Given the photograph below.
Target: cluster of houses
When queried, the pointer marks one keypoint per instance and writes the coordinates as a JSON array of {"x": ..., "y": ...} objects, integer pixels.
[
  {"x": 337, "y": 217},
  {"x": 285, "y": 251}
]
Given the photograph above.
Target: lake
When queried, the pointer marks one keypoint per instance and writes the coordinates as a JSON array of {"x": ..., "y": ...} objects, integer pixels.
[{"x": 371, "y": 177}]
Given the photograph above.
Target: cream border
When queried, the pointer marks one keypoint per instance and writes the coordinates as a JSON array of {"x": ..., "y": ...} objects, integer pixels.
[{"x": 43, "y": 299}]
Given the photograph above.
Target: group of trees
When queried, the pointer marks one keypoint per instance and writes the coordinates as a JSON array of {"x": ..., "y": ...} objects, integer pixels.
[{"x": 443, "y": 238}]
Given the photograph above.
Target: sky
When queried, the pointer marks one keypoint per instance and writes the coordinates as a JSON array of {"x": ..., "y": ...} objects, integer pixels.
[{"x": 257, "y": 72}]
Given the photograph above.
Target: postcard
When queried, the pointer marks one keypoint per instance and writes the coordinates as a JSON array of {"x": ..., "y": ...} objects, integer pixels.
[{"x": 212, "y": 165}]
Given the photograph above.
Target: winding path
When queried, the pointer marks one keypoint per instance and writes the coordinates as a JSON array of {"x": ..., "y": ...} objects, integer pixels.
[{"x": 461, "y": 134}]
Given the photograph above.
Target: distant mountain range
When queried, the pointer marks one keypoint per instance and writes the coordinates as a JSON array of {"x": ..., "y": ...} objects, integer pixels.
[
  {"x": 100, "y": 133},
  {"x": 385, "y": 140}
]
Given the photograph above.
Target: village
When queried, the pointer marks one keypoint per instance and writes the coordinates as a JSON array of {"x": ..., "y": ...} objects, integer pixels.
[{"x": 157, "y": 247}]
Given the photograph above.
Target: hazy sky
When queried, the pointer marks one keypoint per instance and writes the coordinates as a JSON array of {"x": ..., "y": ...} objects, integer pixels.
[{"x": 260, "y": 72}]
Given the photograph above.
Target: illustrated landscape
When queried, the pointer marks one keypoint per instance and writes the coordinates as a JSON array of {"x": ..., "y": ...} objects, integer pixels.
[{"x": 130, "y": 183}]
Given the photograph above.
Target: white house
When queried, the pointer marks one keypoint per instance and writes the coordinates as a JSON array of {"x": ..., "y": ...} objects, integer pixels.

********

## WRITTEN PROBLEM
Return the material in full, exactly as shown.

## ANSWER FOR THE TASK
Given the photograph below.
Target: cluster of houses
When queried, the pointer marks one keypoint per instance and writes the coordinates as a JSON array of {"x": ..., "y": ...} objects, integer pixels.
[
  {"x": 337, "y": 217},
  {"x": 285, "y": 251}
]
Given the photograph above.
Target: lake
When queried, the pointer marks one keypoint per instance and writes the coordinates as a JSON array of {"x": ..., "y": ...} objects, integer pixels.
[{"x": 371, "y": 177}]
Given the photograph above.
Target: cream border
When queried, the pointer marks one keypoint per instance and writes the coordinates as a JSON array of {"x": ..., "y": ...} objects, integer pixels.
[{"x": 43, "y": 299}]
Given the photograph above.
Target: group of trees
When queried, the pointer marks one keypoint per instance and writes the coordinates as a JSON array of {"x": ..., "y": ...} objects, integer pixels.
[{"x": 443, "y": 238}]
Given the photograph above.
Target: sky
When queried, the pointer marks one keypoint per instance and writes the coordinates as a JSON array of {"x": ..., "y": ...} objects, integer pixels.
[{"x": 257, "y": 72}]
Given the photograph above.
Target: postcard
When queried, the pointer marks one keypoint per instance and writes the coordinates as a JSON array of {"x": ..., "y": ...} objects, integer pixels.
[{"x": 212, "y": 165}]
Given the photograph above.
Target: winding path
When queried, the pointer marks one keypoint per instance and writes the coordinates as a JSON array of {"x": ..., "y": ...} objects, integer pixels.
[{"x": 461, "y": 134}]
Given the photograph above.
Target: distant mountain range
When queried, the pointer marks one keypoint per instance and writes the coordinates as a JSON array of {"x": ..., "y": ...} objects, integer pixels.
[
  {"x": 100, "y": 133},
  {"x": 385, "y": 140}
]
Given the photograph above.
Target: village
When queried, the pointer marks one keypoint per instance and writes the coordinates as a JSON array of {"x": ..., "y": ...} objects, integer pixels.
[{"x": 157, "y": 247}]
Given the photograph above.
Target: hazy sky
When queried, the pointer marks one keypoint per instance and writes the coordinates as a JSON array of {"x": ..., "y": ...} objects, integer pixels.
[{"x": 260, "y": 72}]
Given the photograph above.
Target: illustrated landscape
When queried, the pointer marks one keypoint per instance and writes the coordinates as a JSON array of {"x": ..., "y": ...} objects, integer pixels.
[{"x": 130, "y": 183}]
Given the photograph above.
Target: white house
When queried, the pointer marks one keypoint per instance and writes the coordinates as a JSON array of {"x": ..., "y": ...} objects, integer pixels.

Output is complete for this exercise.